TASKS TO PERFORM>
1 > Write out the passage of the text on MacMillan's Seven Last Words from the Cross starting with "The traditional text" and going on through "to devour him’.", keeping every word as it stands.
2 > Gather every line of the rows that contains the string "body" and copy each one out in full.
━━━ EXCERPT ━━━
Seven Last Words from the Cross
(1993)Biblical (E-L)
MacMillan’s Seven Last Words from the Cross was commissioned by BBC Television and first screened in seven nightly episodes during Holy Week 1994, performed by Cappella Nova and the BT Scottish Ensemble under Alan Tavener.
The traditional text of the Seven Last Words from the Cross is based on a compilation from all four gospels to form a sequential presentation of the last seven sentences uttered by Christ.
1. Father, forgive them, for they know not what they do (St. Luke)
Hosanna filio David
benedictus qui venit in nomine Domine
Rex Israel, Hosanni in excelsis
Hosanna to the Son of David
blessed is he who comes in the name of the Lord,
The King of Israel, Hosanna in the Highest.
The Palm Sunday Exclamation
The life that I held dear I delivered into the hands of the unrighteous
and my inheritance has become for me like a lion in the forest.
My enemy spoke out against me,
‘Come gather together and hasten to devour him’.
They placed me in a wasteland of desolation,
and all the earth mourned for me.
For there was no one who would acknowledge me or give me help.
Men rose up against me and spared not my life.
From the Good Friday Responsaries for Tenebrae
The work begins with a cadential figure from the end of the clarinet quintet Tuireadh (lament), repeated over and over, upon which the rest of the music gradually builds. Violin "fanfares" emerge when the men start singing the Palm Sunday Exclamation Hosanna to the Son of David. Finally, another idea unfolds – a plainsong monotone with the words from one of the Good Friday Responsaries for Tenebrae.
2. Woman, Behold Thy Son!…Behold, Thy Mother! (St. Luke)
Again a repeated cadential figure forms the basis of this movement, this time evoking memories of Bach’s Passion chorales. The choir and ensemble operate according to different procedures – the choir repeating the words Woman, Behold Thy Son to a shifting three bar phrase, the strings becoming gradually more frantic as the music evolves. They both give way to an exhausted Behold, Thy Son.
━━━ EXERCISE INPUT ━━━
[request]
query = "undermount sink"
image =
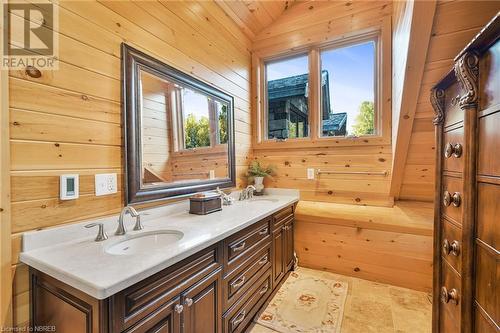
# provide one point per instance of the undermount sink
(145, 242)
(263, 200)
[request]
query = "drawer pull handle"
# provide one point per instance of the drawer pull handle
(238, 283)
(263, 260)
(239, 318)
(453, 247)
(449, 296)
(239, 247)
(454, 150)
(188, 301)
(264, 290)
(449, 199)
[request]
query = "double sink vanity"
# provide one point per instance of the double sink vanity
(164, 269)
(180, 273)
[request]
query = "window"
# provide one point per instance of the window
(221, 112)
(348, 90)
(202, 120)
(195, 115)
(334, 92)
(287, 85)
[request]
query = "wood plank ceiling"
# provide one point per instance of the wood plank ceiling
(253, 16)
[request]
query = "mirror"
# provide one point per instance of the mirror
(179, 131)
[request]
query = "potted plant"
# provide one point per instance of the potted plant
(257, 173)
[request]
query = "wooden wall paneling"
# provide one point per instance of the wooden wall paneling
(308, 24)
(5, 222)
(254, 16)
(396, 242)
(291, 165)
(48, 138)
(455, 23)
(207, 16)
(342, 23)
(418, 30)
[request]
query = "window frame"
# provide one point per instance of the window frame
(179, 135)
(382, 97)
(358, 40)
(265, 115)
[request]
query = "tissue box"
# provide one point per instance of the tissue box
(205, 203)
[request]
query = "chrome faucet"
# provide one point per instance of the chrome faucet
(226, 198)
(247, 193)
(101, 234)
(121, 227)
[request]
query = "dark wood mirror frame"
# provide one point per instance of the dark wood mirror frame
(132, 62)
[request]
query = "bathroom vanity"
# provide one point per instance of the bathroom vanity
(215, 278)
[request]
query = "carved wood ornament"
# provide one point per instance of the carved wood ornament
(467, 73)
(437, 101)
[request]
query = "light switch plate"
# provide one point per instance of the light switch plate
(105, 183)
(68, 187)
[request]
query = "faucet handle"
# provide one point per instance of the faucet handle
(101, 234)
(132, 211)
(138, 223)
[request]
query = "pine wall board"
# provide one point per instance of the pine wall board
(69, 120)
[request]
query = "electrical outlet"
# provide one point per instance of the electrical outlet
(105, 183)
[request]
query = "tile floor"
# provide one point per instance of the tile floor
(379, 308)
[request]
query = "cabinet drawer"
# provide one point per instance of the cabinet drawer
(135, 303)
(282, 215)
(162, 320)
(451, 244)
(453, 150)
(240, 315)
(449, 307)
(453, 113)
(241, 280)
(452, 198)
(238, 247)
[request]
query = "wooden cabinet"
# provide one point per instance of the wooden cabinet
(165, 319)
(283, 253)
(289, 254)
(278, 260)
(202, 305)
(467, 237)
(219, 289)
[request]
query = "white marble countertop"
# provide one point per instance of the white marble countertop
(70, 254)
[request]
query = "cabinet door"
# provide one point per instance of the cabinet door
(278, 255)
(289, 257)
(165, 319)
(202, 306)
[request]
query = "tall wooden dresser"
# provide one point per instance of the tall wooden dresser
(467, 211)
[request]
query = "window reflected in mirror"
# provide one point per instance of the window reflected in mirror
(184, 133)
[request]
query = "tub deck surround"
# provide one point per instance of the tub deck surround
(70, 254)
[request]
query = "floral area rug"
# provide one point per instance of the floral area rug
(308, 301)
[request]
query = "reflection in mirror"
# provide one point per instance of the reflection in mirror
(184, 135)
(179, 131)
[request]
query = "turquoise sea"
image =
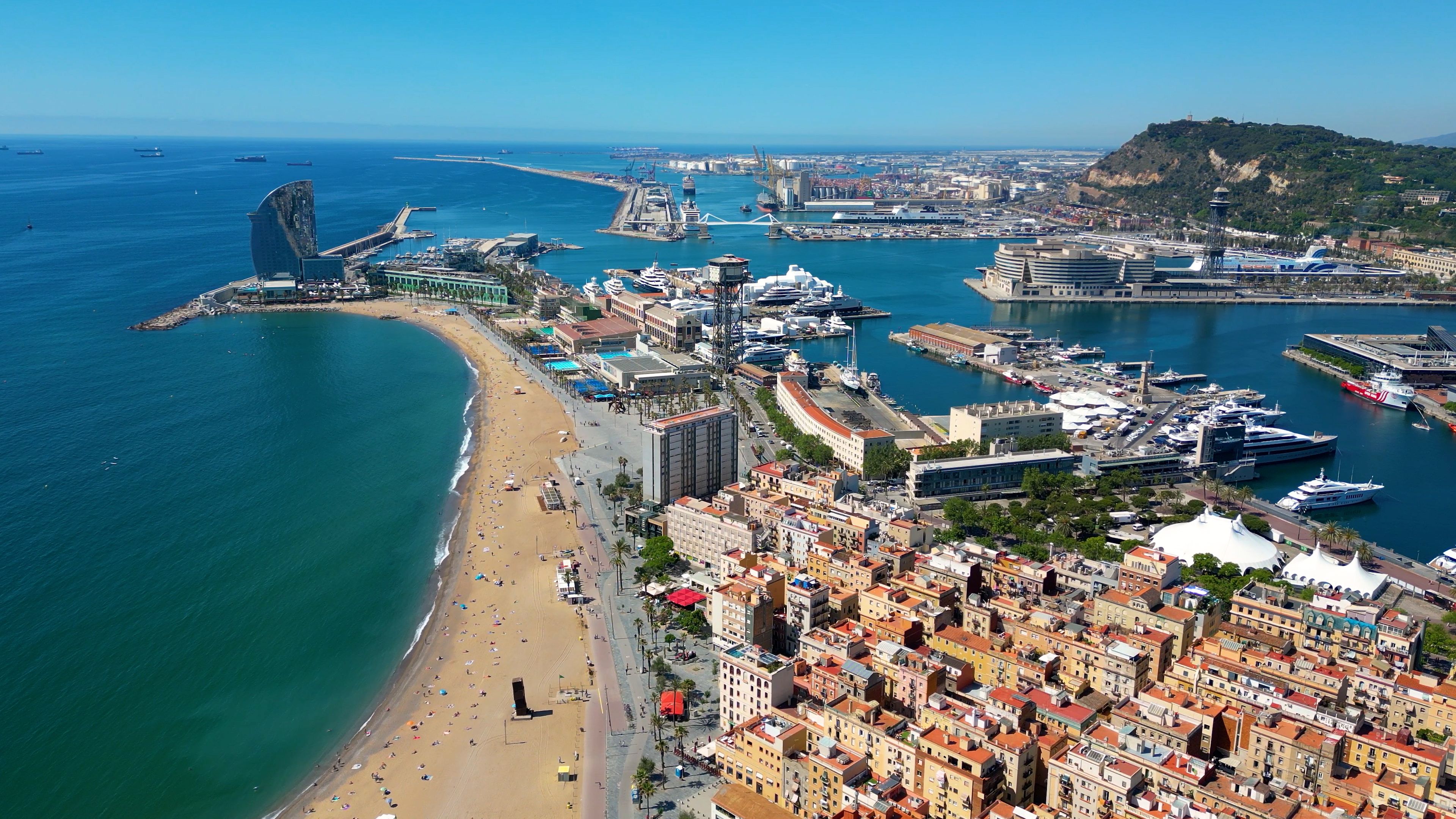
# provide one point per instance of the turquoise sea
(218, 541)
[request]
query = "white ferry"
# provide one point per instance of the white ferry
(1324, 493)
(1384, 388)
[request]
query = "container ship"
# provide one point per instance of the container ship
(901, 215)
(1384, 388)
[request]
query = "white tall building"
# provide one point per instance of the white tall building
(695, 454)
(750, 682)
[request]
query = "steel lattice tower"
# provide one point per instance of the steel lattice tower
(727, 276)
(1213, 242)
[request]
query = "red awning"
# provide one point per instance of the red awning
(686, 598)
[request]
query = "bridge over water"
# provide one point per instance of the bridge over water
(385, 235)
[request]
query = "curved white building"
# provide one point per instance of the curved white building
(1227, 540)
(1317, 569)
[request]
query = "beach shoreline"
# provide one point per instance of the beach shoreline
(443, 577)
(519, 435)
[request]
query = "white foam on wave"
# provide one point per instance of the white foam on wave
(443, 544)
(464, 461)
(420, 629)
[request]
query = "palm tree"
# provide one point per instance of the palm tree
(1365, 553)
(1246, 494)
(1206, 483)
(641, 780)
(647, 791)
(618, 562)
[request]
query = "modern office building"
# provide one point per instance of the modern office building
(1008, 419)
(324, 269)
(695, 454)
(284, 232)
(1057, 266)
(982, 477)
(474, 289)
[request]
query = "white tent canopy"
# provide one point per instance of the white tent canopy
(1229, 541)
(1318, 569)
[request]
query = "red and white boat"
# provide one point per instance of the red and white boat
(1384, 388)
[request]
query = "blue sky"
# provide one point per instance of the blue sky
(806, 74)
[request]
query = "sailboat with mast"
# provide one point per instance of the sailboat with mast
(849, 373)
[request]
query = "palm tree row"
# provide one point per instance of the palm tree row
(1346, 538)
(1222, 492)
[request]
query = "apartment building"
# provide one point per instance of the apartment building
(752, 682)
(1148, 608)
(1270, 610)
(689, 455)
(742, 614)
(1292, 751)
(844, 569)
(702, 531)
(806, 610)
(673, 330)
(753, 754)
(1088, 781)
(959, 780)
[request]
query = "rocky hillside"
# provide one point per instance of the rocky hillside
(1283, 178)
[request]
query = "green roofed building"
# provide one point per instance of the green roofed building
(445, 286)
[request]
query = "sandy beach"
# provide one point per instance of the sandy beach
(442, 742)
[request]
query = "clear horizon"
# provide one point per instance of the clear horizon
(814, 75)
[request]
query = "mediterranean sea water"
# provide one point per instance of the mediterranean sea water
(216, 541)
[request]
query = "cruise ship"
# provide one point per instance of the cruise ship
(691, 216)
(901, 215)
(1324, 493)
(829, 304)
(653, 280)
(1384, 388)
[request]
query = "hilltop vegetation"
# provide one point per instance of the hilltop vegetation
(1292, 180)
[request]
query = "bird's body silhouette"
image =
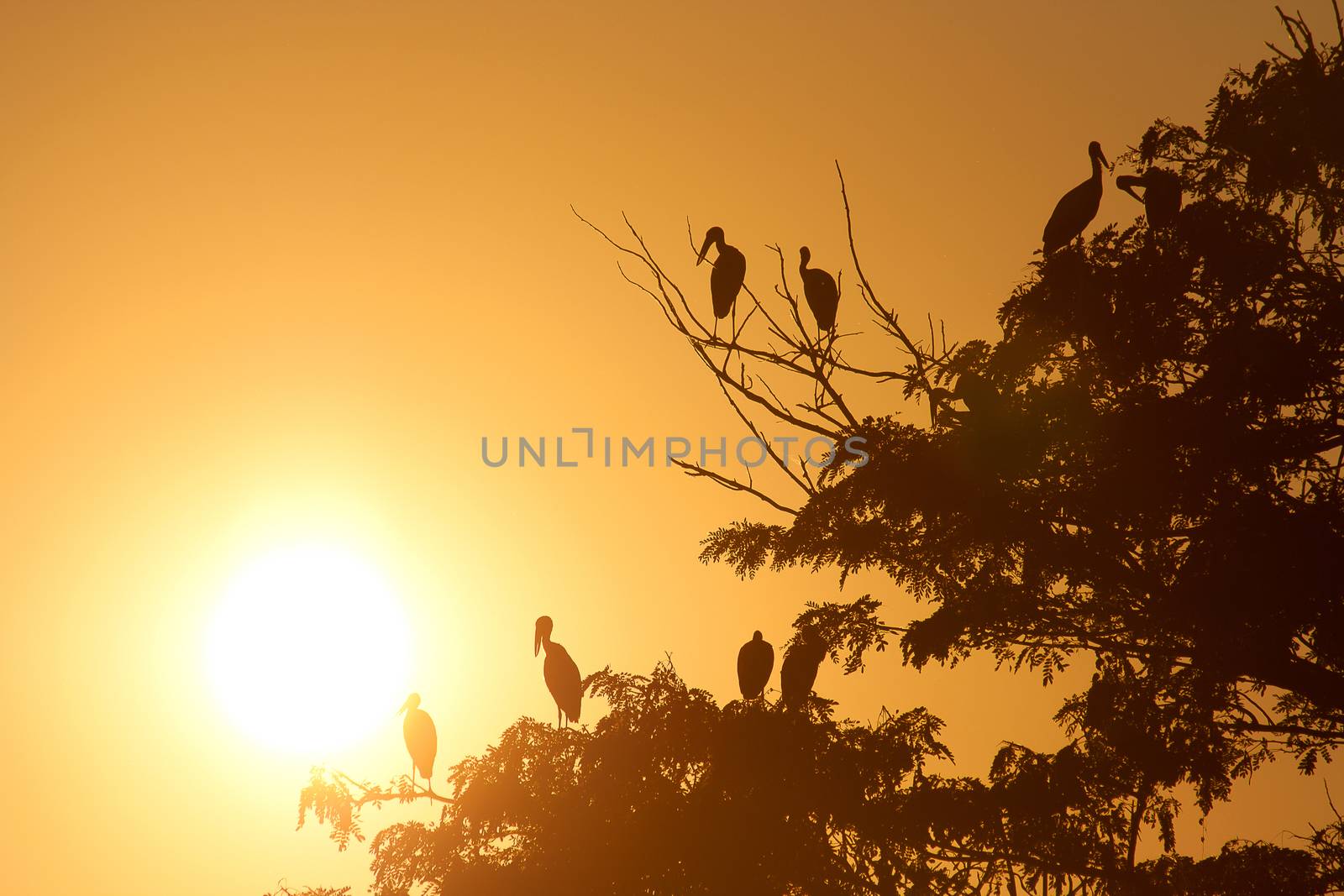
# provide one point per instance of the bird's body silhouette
(561, 672)
(1075, 210)
(421, 739)
(730, 271)
(756, 663)
(799, 672)
(1162, 195)
(819, 288)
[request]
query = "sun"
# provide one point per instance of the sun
(308, 649)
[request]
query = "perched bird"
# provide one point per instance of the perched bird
(756, 661)
(562, 673)
(421, 738)
(799, 672)
(820, 291)
(1162, 195)
(730, 271)
(1077, 207)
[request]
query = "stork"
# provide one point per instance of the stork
(1162, 195)
(756, 661)
(562, 673)
(1077, 207)
(820, 291)
(799, 672)
(421, 739)
(730, 271)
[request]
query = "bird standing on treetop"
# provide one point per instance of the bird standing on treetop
(1162, 195)
(1079, 206)
(562, 673)
(799, 672)
(730, 271)
(756, 661)
(421, 739)
(820, 291)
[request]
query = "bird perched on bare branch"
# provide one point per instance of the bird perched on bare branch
(820, 291)
(730, 271)
(421, 739)
(561, 672)
(1077, 207)
(756, 663)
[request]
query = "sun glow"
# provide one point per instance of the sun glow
(308, 649)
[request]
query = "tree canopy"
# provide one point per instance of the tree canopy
(1142, 473)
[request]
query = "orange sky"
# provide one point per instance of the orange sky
(273, 269)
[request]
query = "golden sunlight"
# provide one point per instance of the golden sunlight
(308, 649)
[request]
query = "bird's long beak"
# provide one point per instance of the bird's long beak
(1128, 183)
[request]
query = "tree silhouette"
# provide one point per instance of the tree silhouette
(1142, 472)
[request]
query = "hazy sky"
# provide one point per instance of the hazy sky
(269, 271)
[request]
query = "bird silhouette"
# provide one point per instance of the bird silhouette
(1075, 210)
(1162, 195)
(421, 739)
(562, 673)
(799, 672)
(730, 271)
(820, 291)
(756, 661)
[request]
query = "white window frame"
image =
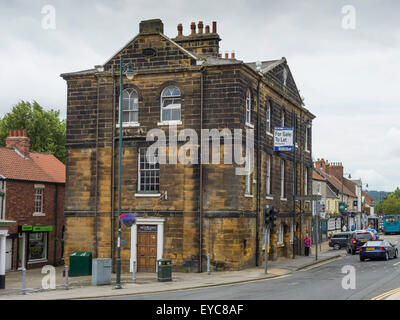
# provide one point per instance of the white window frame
(146, 193)
(283, 167)
(280, 234)
(171, 106)
(248, 182)
(37, 194)
(126, 124)
(248, 109)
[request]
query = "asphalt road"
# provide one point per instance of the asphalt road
(372, 278)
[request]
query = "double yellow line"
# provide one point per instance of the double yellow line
(386, 294)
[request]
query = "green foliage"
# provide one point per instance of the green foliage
(47, 133)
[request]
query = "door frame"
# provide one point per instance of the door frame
(160, 239)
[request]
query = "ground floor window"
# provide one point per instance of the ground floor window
(37, 246)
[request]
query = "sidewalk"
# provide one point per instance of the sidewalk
(81, 288)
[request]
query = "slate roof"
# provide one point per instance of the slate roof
(38, 167)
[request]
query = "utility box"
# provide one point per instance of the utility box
(164, 270)
(101, 271)
(80, 264)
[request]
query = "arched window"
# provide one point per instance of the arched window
(248, 107)
(130, 106)
(171, 104)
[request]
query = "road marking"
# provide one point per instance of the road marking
(386, 294)
(319, 264)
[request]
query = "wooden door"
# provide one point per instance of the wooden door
(146, 248)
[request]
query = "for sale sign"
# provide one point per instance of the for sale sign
(283, 139)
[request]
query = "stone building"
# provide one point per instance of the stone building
(185, 211)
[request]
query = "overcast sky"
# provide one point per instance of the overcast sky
(348, 76)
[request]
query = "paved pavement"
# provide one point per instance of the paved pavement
(81, 288)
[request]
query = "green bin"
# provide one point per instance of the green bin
(80, 264)
(164, 270)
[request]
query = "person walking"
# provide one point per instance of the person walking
(307, 245)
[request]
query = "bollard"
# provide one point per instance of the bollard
(208, 264)
(66, 278)
(23, 280)
(134, 271)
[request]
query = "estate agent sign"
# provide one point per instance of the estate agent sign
(283, 139)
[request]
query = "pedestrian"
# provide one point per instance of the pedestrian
(307, 245)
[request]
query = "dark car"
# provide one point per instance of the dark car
(381, 249)
(339, 240)
(358, 239)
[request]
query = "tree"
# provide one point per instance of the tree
(46, 131)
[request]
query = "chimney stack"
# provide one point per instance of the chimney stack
(19, 140)
(214, 26)
(193, 28)
(180, 29)
(200, 27)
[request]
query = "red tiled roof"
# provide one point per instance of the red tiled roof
(336, 183)
(38, 167)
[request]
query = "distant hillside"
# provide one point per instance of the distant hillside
(377, 195)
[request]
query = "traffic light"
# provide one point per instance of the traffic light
(270, 214)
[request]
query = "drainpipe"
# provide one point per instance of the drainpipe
(258, 205)
(112, 168)
(201, 172)
(96, 177)
(55, 227)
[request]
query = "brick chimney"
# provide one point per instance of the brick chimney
(336, 169)
(200, 42)
(19, 140)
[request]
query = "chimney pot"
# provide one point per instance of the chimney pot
(214, 26)
(180, 29)
(200, 27)
(193, 28)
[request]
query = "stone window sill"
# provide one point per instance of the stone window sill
(129, 125)
(39, 214)
(147, 195)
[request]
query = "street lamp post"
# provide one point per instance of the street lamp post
(128, 70)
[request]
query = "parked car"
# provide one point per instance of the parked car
(358, 239)
(381, 249)
(339, 240)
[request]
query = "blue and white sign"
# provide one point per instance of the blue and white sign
(283, 139)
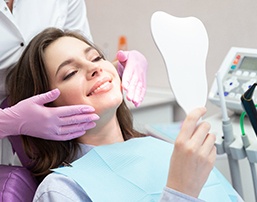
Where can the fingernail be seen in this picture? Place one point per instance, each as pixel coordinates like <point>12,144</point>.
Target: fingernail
<point>95,117</point>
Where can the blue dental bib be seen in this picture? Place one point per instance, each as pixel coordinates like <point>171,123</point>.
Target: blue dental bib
<point>136,170</point>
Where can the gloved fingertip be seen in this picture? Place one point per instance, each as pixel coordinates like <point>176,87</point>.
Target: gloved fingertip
<point>55,92</point>
<point>121,56</point>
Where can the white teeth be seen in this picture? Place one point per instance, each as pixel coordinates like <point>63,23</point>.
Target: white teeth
<point>100,87</point>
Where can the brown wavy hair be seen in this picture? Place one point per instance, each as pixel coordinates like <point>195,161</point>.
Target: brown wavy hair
<point>29,78</point>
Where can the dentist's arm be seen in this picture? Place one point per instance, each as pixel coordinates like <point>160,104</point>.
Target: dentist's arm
<point>32,118</point>
<point>132,65</point>
<point>192,160</point>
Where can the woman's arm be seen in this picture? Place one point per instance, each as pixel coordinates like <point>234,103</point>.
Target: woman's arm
<point>193,157</point>
<point>132,67</point>
<point>32,118</point>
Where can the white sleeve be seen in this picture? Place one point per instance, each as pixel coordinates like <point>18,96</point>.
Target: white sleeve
<point>170,195</point>
<point>77,18</point>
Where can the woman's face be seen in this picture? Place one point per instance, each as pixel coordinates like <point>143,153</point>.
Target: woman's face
<point>82,76</point>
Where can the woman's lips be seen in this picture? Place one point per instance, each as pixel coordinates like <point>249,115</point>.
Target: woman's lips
<point>100,86</point>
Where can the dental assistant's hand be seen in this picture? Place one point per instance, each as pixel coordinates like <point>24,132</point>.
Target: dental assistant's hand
<point>32,118</point>
<point>132,65</point>
<point>193,157</point>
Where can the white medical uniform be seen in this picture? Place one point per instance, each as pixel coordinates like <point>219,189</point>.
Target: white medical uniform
<point>28,18</point>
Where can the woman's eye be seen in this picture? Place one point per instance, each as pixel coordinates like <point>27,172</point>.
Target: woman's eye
<point>97,58</point>
<point>70,75</point>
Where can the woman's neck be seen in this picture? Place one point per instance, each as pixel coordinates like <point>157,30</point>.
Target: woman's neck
<point>104,133</point>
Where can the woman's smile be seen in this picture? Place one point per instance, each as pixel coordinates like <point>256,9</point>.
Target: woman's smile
<point>101,86</point>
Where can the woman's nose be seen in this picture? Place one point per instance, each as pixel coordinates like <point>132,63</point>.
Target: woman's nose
<point>94,71</point>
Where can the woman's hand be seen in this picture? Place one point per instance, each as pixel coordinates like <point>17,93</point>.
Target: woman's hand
<point>31,117</point>
<point>132,65</point>
<point>193,157</point>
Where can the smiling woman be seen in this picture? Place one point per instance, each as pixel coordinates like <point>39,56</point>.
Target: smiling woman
<point>67,61</point>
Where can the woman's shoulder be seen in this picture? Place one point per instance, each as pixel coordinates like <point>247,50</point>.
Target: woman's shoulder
<point>58,187</point>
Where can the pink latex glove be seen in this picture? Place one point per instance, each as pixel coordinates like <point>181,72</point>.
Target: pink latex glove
<point>132,65</point>
<point>32,118</point>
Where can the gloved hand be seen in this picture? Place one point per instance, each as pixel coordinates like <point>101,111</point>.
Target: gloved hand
<point>132,65</point>
<point>32,118</point>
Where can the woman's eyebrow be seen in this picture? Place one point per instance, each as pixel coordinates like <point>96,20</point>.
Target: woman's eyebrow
<point>64,63</point>
<point>69,61</point>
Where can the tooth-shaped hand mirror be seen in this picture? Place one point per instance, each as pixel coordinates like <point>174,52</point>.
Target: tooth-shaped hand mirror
<point>183,43</point>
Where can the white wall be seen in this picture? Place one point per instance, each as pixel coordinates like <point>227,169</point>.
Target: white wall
<point>228,23</point>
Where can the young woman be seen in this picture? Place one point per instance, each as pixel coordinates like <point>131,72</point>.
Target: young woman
<point>16,33</point>
<point>67,61</point>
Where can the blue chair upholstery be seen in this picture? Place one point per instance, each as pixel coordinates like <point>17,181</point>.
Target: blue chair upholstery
<point>16,182</point>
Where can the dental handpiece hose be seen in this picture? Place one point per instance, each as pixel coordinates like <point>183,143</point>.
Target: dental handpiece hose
<point>228,139</point>
<point>249,106</point>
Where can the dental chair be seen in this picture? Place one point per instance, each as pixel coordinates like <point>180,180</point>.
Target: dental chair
<point>16,182</point>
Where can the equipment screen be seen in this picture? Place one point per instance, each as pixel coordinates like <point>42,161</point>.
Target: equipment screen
<point>249,63</point>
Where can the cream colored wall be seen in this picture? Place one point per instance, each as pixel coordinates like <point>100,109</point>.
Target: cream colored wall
<point>228,23</point>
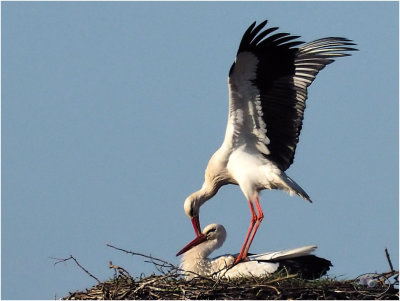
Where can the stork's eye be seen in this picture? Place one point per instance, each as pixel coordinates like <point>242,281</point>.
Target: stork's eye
<point>211,231</point>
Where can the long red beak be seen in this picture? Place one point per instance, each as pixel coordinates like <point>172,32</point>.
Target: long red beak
<point>196,225</point>
<point>198,240</point>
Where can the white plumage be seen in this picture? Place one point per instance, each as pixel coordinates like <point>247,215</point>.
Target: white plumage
<point>267,92</point>
<point>195,261</point>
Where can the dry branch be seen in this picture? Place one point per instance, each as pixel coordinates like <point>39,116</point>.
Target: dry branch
<point>171,285</point>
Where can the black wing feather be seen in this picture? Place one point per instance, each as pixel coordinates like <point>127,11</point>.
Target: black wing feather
<point>283,74</point>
━━━
ANSWERS FOR THIS EXERCISE>
1 >
The traditional text of the Seven Last Words from the Cross is based on a compilation from all four gospels to form a sequential presentation of the last seven sentences uttered by Christ.
1. Father, forgive them, for they know not what they do (St. Luke)
Hosanna filio David
benedictus qui venit in nomine Domine
Rex Israel, Hosanni in excelsis
Hosanna to the Son of David
blessed is he who comes in the name of the Lord,
The King of Israel, Hosanna in the Highest.
The Palm Sunday Exclamation
The life that I held dear I delivered into the hands of the unrighteous
and my inheritance has become for me like a lion in the forest.
My enemy spoke out against me,
‘Come gather together and hasten to devour him’.

2 >
query = "bird's body silhouette"
# provide one point per instance of the bird's body silhouette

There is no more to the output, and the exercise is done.